**DOCUMENT TEXT**:
>> Start

My ass versus his '39 Cord? Not a tough question. I bet many fire departments are discussin this issue as I write this.
What's the matter with you? Are you seriously suggesting that these firefighters died to protect antique cars? They died because wind conditions were unpredictable and they misjudged the fire. It happens even in unpopulated areas. Are you suggesting that only rich people's second homes exist in these areas? Haven't you seen the many people interviewed on the news who have lost everything they owned? There are many poor and subsistence living people in these rural areas too, many elderly. People live in such areas because they keep livestock. Many are mourning the loss of their animals, not just antique cars.
Doctors have an ethic to treat everyone, without making judgments about who is worthy to live. Triage is about ability to help, not worth of the person. Fire doesn't care what it burns. All firefighters are trained to protect life first, including their own. These firefighters were caught in a situation they would have avoided if they had recognized it sooner, leaving the "second home" to burn, as 25+ other homes burned. Perhaps you are thinking that a wildfire in Santa Ana winds, rough terrain and brush is similar to a house fire in a populated area — just sitting there and letting you pour water on it? Read a little bit about fighting such fires.
I don't find any such implication in Mr. O'Hare's post. I've looked again and it's still not there. If you found it, it's because you brought it with you.
I don't understand what the point of the post was. Please explain it to me. I can't see how it makes any difference what those firefighters were defending. And why should I care if some guy has a second home and keeps antique cars?

>> End

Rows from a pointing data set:

>> Start

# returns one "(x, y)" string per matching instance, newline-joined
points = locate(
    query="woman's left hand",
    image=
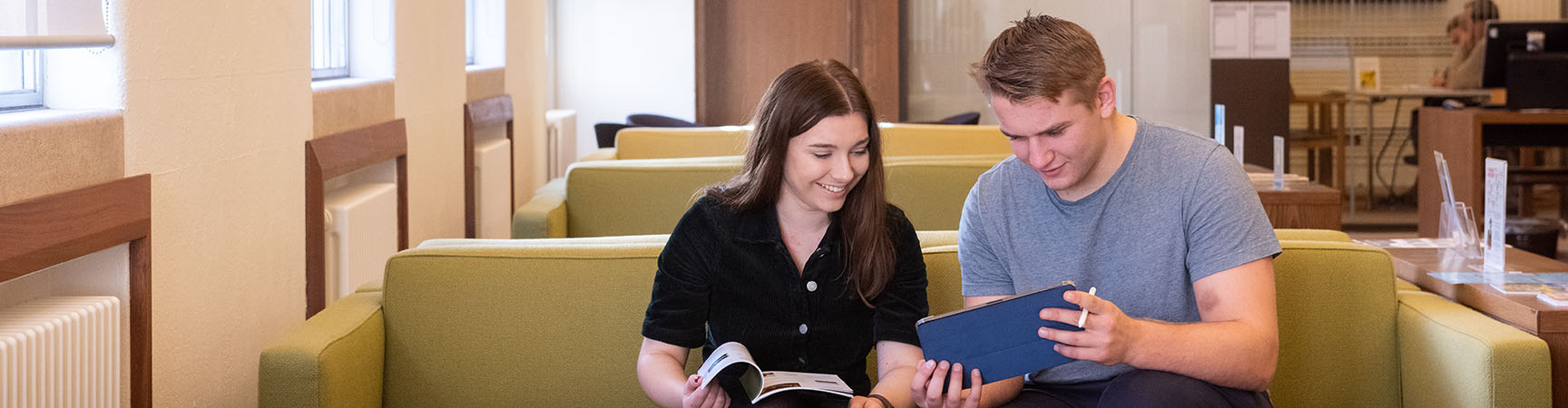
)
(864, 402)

>> End
>> Start

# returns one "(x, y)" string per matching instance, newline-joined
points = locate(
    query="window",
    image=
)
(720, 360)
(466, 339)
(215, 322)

>> End

**WHAT TO DO**:
- a) Write out the wildfire discussion from "Doctors have an" to "it with you.".
- b) Please continue the wildfire discussion after its last sentence.

**RESULTS BY TASK**:
- a)
Doctors have an ethic to treat everyone, without making judgments about who is worthy to live. Triage is about ability to help, not worth of the person. Fire doesn't care what it burns. All firefighters are trained to protect life first, including their own. These firefighters were caught in a situation they would have avoided if they had recognized it sooner, leaving the "second home" to burn, as 25+ other homes burned. Perhaps you are thinking that a wildfire in Santa Ana winds, rough terrain and brush is similar to a house fire in a populated area — just sitting there and letting you pour water on it? Read a little bit about fighting such fires.
I don't find any such implication in Mr. O'Hare's post. I've looked again and it's still not there. If you found it, it's because you brought it with you.

- b)
Nancy, the proliferation of second homes in fire-prone landscapes is an enormous problem, in which large amounts of resources are spent protecting the second homes rather than fighting the fire…
…takes deep breath…
culling snags, thinning small-diameter stems to lessen the risk of catastrophic fire, developing markets for this small-diameter wood, protecting the lives of those who live there year round, eradicating bark beetles…
…takes deep breath…
restoring watersheds damaged by lack of oversight of previous logging operations, restoring landscapes degraded by previous fires, eliminating the need to harvest logs on public land to pay for watershed restoration or maintenance on backlogged projects…
…takes deep breath…
Ah, that's enough.
I hope you get our drift.
Best,
D
nancy, the problem is that the art collection and the house and the cars were placed in large predictable jeopardy known to the owner, who also knew that when a fire occurred, public resources and brave people would risk lives and treasure to save his house, simply because he found it pleasurable to be there when it wasn't on fire.
Do you think mountain climbers who go out in bad weather without the right equipment have any responsibility when rescuers are hurt or killed trying to save them? Are people right to do any kind of dumb thing and expect the rest of us to bail them out?
I think you are on shaky ground when you suggest that anyone shouldn't live a particular place, and then imply that they are responsible for fire-fighter deaths when a disaster occurs. You perhaps do not recall the Bel Aire fires, fires in the Hollywood Hills, fires in Irvine and other areas people think of as part of the city. None of California is exempt from the brush-clearing fire regulations. Further, are you going to call people responsible for first responder deaths when an earthquake occurs, because they were foolish enough to build in a place where that is a hazard? Are the residents of New Orleans responsible for deaths and injuries to responders there?
All of this area is chapparal desert, no exceptions for populated areas where you guys live. The edges have moved outward but there have always been edges to populated areas.
Unless you live in the semi-rural areas of CA, you may not realize that the folks there are not second-home owners. They are elderly and retired folks, people with horses, people who prefer subsistence living in a natural area to commuting and high cost of living, people who can't afford to live elsewhere, plus a bunch of military (since bases are located near the areas that are now burning).
This is a natural disaster, part of the life cycle of the vegetation, exacerbated by global warming, but it is not the fault of the people who live there. It can and does happen in the city too, with less opportunity to gain a foothold because there is less brush to burn there and perhaps quicker response and easier firefighting conditions.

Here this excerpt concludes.